Object pointing dataset rows:
'''

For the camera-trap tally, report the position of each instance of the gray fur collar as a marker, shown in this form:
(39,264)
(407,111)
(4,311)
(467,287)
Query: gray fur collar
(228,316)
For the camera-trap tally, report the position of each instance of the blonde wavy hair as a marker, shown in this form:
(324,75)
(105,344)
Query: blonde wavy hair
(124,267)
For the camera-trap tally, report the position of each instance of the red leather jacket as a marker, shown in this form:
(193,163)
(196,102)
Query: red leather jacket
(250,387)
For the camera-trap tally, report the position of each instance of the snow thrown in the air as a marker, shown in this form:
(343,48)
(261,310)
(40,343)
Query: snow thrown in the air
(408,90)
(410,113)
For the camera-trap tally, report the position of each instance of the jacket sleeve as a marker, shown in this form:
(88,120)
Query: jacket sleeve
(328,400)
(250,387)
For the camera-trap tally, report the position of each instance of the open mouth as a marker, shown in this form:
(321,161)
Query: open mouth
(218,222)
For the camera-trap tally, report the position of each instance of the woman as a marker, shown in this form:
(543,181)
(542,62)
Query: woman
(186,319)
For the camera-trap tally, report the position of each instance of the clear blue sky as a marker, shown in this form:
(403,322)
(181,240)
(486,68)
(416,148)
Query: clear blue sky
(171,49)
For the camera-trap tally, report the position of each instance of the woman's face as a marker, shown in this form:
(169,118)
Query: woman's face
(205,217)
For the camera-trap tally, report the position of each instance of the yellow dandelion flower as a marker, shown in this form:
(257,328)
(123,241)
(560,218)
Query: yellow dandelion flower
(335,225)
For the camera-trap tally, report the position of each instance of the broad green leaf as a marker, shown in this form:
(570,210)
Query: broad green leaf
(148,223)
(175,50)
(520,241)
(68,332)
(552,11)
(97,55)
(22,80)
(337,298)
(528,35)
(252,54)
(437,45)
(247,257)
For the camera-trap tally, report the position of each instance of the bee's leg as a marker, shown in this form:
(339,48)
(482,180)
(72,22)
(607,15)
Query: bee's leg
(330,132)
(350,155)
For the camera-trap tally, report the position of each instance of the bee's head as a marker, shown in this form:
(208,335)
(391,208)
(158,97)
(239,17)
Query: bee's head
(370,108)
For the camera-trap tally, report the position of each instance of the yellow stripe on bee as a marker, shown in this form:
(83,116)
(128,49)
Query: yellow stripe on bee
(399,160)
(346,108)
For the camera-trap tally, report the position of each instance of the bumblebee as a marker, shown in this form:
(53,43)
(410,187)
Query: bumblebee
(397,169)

'''

- SHORT EXERCISE: Copy the data from the line containing "the bee's head" through the end of the data. Change only the answer points by adding 106 to both of their coordinates, and leave the sample points in the format lines untouched.

- ANSWER IN FULL:
For the camera-trap tally, report the position of each instance of the bee's head as a marker, shown in this form:
(208,335)
(391,208)
(158,97)
(239,17)
Query: bee's head
(476,214)
For the camera-trap tally, report the position of each instance of the yellow stripe on bee as a marker, shown in this form:
(83,116)
(128,49)
Query: yellow stripe on bee
(505,266)
(452,214)
For the camera-trap tally, report the position of each instance of the bumblebee as a marker, shown in this form:
(53,43)
(410,187)
Query: bumblebee
(503,275)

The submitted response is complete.